Is 3D Printing a Threat to the Workforce? 6 Questions & Answers
Posted By Hannah Bensoussan on Nov 9, 2016 | 0 comments
Automation, AI, collaborative platforms, freelance work, uberization, on-demand consumption, outsourcing, globalization… As we are bathing in what is often called Industry 4.0 or The Fourth Industrial Revolution, many factors seem to be on their way to making work as we know it obsolete. Many fear that their jobs will be replaced by robots in the next few years, and that the only way to keep the population from suffering from the upcoming increase of unemployment is to adapt to a jobless (or job-scarce) economy, thanks to, for example a universal basic income system. Our question today is: is 3D printing one of those “threats to the workforce”? Are 3D printers coming for our jobs? 6 questions and answers to try and make it all clearer.
The World Economic Forum’s Report on The Future of Jobs
The present article is in part based on the World Economic Forum’s Report on The Future of Jobs. This report was conceived thanks to the answers of HR managers, CEOs and CHROs of 371 companies from every continent, representing more than 13 million employees in 9 key industries (infrastructure, consumer, energy, financial services & investors, healthcare, ICT, media, mobility and services). It’s interesting to keep in mind, first of all because I invite you to check it out (it is a great read and goes beyond our argument of today, including a part about the Industry Gender Gap), and second of all so that you can put our information in context – even if it comes from a large pool of influential respondents, it stems from opinions rather than studies and fact checking.
1) For quick context about changes in consumption patterns: What is the Fourth Industrial Revolution?
It’s been explained times and again, and is not exactly the subject of this article, so I’ll be quick: 3D printing as a change or a threat for the workforce needs to be taken in context. Consumption and production are changing drastically, both in how we consume and produce and in what we consume and produce.
- Information is omnipresent, through mobile internet and cloud technology
- Everything is connected and tracked through the internet of things and big data
- Relationships become more and more horizontal with the rise of crowdsourcing and peer-to-peer platforms
- Consumers are getting used to on-demand consumption and mass customization
- Ethical concerns about consumption and production are more and more present, which means favoring environment-friendly materials and processes and local production will be more and more important
- New technologies need to be integrated and understood in production processes (digital manufacturing – including 3D printing -, AI, advanced materials, biotechnology, IoT…)
To all of this are added socio-economic, geographic and political changes and instabilities. This is just a broad panorama of the many changes that manufacturers, commercials, producers, employers, educators,… etc need to adapt to, today.
To quote the WEF report:
“While these impending changes hold great promise for future prosperity and job creation, many of them also pose major challenges requiring proactive adaptation by corporations, governments, societies and individuals. As whole industries adjust and new ones are born, many occupations will undergo a fundamental transformation. Together, technological, socio-economic, geopolitical and demographic developments and the interactions between them will generate new categories of jobs and occupations while partly or wholly displacing others. They will change the skill sets required in both old and new occupations in most industries and transform how and where people work, leading to new management and regulatory challenges.”
2) Will 3D printing replace traditional manufacturing?

* **Given exercise**:
Answer these from the article on 3D printing and jobs:
1. How many companies did the respondents to the World Economic Forum's report on The Future of Jobs come from?
2. Through which two technologies does the article say information is omnipresent?
3. With the rise of what do relationships become more and more horizontal?

* **Record list**:
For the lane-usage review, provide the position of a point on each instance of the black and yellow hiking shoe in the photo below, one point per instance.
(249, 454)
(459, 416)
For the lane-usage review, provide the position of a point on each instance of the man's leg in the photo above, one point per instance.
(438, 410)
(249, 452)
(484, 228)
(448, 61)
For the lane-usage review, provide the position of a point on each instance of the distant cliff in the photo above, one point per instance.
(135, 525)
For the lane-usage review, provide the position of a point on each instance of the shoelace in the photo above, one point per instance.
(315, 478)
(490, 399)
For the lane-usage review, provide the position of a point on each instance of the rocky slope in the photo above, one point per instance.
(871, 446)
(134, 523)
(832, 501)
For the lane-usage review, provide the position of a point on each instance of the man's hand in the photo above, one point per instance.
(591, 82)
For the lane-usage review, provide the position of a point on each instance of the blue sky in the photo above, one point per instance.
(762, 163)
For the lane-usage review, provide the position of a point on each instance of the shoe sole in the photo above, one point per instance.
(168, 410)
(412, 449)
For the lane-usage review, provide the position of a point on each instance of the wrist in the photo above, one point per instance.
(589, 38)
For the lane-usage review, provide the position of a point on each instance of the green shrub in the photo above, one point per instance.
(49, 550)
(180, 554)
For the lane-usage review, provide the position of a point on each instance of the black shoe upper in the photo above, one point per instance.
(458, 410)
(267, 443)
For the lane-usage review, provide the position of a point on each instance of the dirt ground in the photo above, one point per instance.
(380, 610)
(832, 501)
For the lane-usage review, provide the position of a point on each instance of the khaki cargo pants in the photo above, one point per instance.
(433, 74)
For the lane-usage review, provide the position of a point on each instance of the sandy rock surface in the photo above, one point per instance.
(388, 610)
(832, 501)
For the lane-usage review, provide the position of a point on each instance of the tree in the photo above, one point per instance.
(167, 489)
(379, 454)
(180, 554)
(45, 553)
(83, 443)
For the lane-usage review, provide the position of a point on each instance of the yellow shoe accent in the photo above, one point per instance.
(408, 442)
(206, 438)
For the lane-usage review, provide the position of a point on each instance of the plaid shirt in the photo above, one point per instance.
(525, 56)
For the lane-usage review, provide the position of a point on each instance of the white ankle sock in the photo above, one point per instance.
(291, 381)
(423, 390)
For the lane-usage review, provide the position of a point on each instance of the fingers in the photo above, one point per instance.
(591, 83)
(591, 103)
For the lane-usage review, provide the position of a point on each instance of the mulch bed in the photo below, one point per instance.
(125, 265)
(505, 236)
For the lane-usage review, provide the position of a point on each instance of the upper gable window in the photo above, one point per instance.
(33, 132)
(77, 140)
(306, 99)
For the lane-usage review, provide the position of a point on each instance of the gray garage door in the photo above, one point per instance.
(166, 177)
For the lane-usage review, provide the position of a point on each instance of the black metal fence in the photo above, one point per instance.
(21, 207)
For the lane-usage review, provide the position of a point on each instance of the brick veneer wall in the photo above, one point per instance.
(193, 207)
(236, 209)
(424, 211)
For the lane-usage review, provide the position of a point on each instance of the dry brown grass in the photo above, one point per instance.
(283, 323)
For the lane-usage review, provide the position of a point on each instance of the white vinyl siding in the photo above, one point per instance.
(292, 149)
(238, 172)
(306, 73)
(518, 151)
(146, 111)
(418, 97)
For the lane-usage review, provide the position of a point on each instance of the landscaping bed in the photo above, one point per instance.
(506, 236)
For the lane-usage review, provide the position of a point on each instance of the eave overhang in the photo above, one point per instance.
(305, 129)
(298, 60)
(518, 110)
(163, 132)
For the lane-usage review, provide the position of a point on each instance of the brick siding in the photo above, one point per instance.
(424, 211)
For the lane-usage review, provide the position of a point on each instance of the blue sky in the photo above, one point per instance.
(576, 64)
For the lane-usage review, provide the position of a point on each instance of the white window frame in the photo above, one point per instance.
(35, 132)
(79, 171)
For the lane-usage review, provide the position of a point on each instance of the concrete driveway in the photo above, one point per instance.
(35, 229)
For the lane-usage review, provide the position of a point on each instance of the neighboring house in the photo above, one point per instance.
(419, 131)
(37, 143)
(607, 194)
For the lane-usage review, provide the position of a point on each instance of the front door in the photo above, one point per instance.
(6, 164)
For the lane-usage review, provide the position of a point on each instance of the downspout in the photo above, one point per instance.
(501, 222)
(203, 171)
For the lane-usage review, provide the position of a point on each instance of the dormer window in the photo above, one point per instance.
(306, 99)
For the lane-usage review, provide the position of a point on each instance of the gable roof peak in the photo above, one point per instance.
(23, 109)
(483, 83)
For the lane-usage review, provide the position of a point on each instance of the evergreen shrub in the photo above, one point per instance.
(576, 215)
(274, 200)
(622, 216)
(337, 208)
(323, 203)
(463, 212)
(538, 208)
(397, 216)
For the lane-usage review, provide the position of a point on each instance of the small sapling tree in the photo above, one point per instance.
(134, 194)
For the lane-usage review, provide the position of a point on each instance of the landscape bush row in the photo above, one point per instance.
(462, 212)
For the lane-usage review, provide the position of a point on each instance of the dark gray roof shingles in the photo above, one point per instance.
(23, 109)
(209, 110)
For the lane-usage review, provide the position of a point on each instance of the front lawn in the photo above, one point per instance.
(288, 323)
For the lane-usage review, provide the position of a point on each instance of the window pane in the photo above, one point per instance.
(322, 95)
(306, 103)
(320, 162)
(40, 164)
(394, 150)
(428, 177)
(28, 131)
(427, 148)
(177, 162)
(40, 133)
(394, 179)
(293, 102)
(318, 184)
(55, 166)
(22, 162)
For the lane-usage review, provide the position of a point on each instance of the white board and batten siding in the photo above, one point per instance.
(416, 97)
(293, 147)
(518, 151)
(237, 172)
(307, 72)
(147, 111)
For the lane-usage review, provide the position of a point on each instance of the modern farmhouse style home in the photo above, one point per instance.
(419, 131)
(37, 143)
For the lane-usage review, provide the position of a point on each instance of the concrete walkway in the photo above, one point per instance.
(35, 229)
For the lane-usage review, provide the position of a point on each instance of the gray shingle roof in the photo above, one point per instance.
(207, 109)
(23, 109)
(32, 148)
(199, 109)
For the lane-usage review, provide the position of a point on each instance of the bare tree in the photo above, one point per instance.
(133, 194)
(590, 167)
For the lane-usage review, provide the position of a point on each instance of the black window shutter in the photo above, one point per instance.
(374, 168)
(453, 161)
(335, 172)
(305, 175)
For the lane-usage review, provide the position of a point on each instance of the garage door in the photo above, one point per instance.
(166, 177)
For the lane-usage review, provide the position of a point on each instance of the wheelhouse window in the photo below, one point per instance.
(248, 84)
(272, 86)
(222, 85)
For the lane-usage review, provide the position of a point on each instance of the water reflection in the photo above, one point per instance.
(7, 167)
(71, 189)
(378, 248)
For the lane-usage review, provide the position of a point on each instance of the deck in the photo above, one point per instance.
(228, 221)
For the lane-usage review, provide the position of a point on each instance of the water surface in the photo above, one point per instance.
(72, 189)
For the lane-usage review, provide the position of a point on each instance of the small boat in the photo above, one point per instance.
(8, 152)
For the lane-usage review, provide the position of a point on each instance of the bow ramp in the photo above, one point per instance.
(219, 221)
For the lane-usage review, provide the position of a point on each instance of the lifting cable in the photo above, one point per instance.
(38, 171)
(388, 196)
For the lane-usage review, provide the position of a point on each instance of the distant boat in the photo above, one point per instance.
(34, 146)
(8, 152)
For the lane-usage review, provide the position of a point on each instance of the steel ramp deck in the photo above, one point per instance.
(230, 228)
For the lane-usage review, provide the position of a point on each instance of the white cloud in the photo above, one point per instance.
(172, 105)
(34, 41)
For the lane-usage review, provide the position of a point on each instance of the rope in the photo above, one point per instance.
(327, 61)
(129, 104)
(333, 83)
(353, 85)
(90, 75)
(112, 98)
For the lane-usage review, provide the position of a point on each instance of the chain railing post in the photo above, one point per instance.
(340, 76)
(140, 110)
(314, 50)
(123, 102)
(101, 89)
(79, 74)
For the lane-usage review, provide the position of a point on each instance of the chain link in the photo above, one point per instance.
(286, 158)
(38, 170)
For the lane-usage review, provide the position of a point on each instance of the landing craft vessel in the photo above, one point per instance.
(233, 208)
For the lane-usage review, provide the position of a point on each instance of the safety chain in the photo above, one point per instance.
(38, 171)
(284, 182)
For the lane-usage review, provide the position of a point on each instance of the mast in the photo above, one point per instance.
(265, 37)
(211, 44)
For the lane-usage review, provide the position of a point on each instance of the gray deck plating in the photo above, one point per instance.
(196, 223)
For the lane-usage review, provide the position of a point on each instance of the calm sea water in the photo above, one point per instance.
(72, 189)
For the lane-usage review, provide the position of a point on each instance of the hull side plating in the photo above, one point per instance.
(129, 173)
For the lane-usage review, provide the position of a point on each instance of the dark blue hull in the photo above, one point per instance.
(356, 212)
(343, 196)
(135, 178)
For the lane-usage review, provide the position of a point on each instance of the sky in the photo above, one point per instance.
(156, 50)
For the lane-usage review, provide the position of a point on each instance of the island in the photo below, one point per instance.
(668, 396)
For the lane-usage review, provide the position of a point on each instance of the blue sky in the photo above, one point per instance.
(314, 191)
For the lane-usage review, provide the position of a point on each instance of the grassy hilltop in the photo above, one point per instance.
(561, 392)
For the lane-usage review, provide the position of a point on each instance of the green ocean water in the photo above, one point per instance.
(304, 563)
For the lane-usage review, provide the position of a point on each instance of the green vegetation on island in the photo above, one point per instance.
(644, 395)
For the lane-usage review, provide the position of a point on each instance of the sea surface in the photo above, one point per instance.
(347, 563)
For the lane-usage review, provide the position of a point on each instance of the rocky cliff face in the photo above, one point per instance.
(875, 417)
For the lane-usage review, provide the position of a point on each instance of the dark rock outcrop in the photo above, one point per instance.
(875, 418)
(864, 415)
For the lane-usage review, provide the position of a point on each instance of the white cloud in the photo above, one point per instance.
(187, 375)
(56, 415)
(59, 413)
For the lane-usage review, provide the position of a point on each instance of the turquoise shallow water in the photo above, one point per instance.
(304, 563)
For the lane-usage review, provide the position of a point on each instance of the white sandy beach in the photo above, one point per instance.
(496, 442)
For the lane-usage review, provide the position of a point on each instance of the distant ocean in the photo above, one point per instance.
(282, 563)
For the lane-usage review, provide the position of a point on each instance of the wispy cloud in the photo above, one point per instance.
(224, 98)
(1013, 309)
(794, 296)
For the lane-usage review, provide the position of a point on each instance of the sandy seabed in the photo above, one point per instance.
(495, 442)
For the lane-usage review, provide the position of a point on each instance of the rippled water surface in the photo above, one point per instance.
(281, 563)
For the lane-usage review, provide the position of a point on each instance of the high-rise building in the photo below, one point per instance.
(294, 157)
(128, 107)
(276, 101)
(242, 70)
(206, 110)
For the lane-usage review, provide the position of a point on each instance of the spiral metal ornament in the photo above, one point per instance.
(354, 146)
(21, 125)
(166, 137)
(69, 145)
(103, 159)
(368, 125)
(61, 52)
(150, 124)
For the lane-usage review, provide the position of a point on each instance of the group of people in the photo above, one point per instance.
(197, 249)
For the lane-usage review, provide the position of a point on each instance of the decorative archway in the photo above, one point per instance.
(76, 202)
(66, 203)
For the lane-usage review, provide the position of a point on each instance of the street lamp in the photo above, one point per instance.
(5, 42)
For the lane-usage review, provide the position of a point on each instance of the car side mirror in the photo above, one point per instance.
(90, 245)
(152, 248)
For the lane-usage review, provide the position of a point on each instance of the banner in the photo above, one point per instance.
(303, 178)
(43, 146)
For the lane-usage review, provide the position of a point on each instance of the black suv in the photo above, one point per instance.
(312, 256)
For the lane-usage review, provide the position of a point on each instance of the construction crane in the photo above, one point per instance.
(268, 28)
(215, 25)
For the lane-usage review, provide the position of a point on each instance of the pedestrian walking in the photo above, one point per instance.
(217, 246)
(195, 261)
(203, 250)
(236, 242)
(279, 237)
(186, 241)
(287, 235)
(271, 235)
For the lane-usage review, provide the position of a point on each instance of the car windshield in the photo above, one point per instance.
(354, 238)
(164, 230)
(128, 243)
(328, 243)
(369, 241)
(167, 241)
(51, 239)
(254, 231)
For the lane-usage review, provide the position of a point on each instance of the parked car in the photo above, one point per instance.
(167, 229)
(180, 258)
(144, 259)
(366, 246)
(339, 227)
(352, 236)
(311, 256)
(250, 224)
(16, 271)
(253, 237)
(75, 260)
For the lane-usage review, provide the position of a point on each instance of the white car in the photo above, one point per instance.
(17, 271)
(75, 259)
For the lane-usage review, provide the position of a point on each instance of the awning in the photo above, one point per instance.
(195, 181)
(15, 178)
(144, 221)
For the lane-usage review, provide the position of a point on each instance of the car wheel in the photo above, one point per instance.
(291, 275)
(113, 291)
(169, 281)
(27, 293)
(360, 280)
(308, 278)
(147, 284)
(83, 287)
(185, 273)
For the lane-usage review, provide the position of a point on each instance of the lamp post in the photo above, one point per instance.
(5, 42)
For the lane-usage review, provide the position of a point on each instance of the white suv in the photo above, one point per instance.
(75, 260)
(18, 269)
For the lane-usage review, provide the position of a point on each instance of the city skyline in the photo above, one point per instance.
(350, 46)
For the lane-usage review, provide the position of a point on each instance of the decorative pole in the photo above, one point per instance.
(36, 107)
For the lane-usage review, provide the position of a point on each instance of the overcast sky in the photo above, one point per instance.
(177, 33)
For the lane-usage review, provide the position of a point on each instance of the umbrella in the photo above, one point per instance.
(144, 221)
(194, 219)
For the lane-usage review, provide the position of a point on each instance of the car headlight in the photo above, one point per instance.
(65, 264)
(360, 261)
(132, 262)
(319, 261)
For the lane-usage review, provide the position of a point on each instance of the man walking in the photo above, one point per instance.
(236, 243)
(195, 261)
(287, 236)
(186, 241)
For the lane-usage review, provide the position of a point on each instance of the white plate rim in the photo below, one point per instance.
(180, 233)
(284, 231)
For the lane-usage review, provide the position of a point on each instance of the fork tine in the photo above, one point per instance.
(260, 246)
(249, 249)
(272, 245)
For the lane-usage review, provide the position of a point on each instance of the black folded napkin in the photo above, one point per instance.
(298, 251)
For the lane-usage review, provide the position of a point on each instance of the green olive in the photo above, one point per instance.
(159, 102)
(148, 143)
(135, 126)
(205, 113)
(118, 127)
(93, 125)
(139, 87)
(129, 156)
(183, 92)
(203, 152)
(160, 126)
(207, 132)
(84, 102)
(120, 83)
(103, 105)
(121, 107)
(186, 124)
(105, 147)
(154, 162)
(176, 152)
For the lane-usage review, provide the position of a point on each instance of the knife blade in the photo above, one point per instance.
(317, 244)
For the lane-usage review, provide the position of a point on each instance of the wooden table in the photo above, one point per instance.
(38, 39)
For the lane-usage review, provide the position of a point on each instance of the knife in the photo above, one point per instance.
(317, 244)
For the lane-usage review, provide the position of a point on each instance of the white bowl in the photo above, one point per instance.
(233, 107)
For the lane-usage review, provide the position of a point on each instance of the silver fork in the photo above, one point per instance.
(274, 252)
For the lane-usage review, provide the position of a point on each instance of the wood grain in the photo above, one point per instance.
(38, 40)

* **Expected answer**:
1. 371 companies
2. Mobile internet and cloud technology
3. Crowdsourcing and peer-to-peer platforms